The problem:
Could you copy each line of the listing below that has the word "positive"?

Records for this task:
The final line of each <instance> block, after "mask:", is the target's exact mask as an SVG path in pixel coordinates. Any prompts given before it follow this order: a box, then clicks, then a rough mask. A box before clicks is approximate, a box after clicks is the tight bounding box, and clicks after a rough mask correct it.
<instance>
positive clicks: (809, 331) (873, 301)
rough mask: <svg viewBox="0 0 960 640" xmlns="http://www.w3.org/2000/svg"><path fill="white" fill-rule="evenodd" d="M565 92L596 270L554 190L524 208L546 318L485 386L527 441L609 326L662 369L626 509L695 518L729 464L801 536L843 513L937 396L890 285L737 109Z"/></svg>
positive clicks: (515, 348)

Response:
positive clicks: (809, 331) (873, 301)
positive clicks: (515, 348)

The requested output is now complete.